## start Dataset records
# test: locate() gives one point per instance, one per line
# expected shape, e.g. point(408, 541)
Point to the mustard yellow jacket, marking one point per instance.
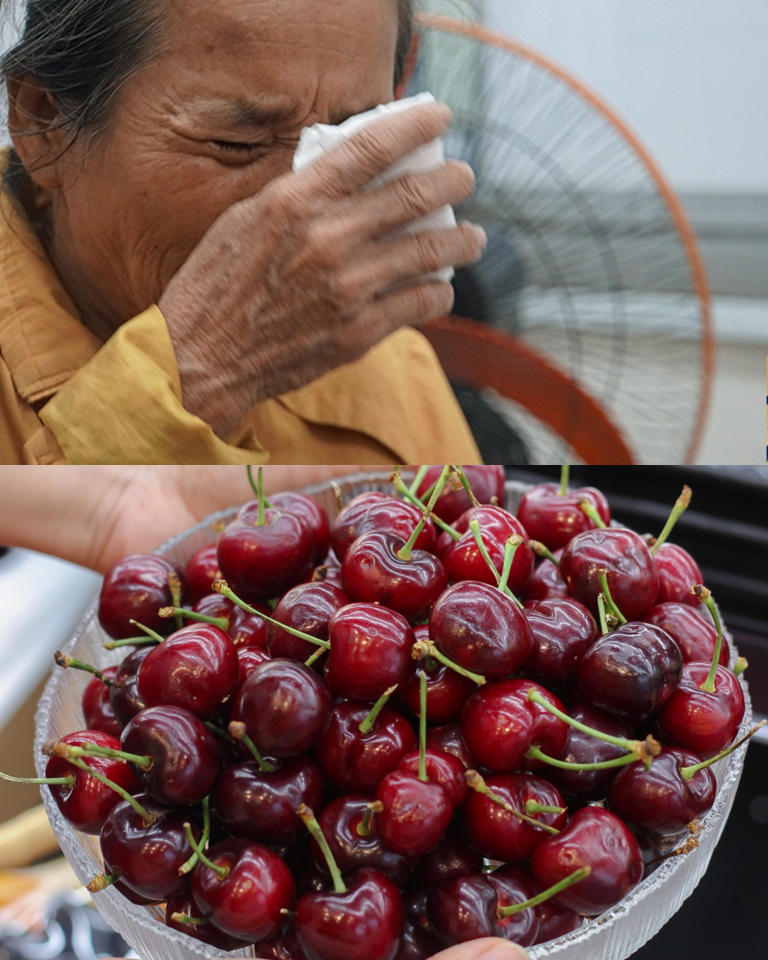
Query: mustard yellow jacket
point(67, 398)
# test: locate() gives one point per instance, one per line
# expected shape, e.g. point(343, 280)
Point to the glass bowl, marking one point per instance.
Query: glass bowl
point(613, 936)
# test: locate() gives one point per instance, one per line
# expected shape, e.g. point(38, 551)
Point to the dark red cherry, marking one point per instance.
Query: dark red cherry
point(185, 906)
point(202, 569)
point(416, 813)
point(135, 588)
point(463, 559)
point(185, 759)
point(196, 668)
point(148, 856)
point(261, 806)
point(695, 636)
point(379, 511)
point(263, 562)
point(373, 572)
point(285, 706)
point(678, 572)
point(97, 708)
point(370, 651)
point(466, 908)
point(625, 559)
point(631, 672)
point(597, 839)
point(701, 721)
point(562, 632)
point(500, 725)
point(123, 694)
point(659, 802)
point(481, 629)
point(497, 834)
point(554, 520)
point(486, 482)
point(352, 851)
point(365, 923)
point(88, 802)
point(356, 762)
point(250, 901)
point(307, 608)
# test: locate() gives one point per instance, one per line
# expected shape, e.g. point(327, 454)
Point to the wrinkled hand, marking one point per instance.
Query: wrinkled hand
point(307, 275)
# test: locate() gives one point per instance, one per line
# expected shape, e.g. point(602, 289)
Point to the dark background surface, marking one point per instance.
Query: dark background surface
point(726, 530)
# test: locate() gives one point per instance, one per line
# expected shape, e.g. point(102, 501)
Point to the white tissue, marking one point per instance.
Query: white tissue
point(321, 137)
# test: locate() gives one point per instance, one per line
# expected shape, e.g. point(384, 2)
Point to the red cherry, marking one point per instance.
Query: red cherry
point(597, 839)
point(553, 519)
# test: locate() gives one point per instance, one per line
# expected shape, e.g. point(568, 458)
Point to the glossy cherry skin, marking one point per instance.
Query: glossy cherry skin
## end Dataset records
Could you write out the lines above, starting with the very first and ending with the line containing "point(613, 936)", both included, and leave the pictures out?

# test: locate() gives one point per instance, one per line
# expected shape, e.g. point(408, 541)
Point to the mustard yellow jacket, marking one point per instance.
Query: mustard yellow jacket
point(67, 398)
# test: locate() gives one point per instance, one per line
# expected shape, e.g. point(343, 280)
Point to the glass bowl, marking one point per instance.
Query: glass bowl
point(613, 936)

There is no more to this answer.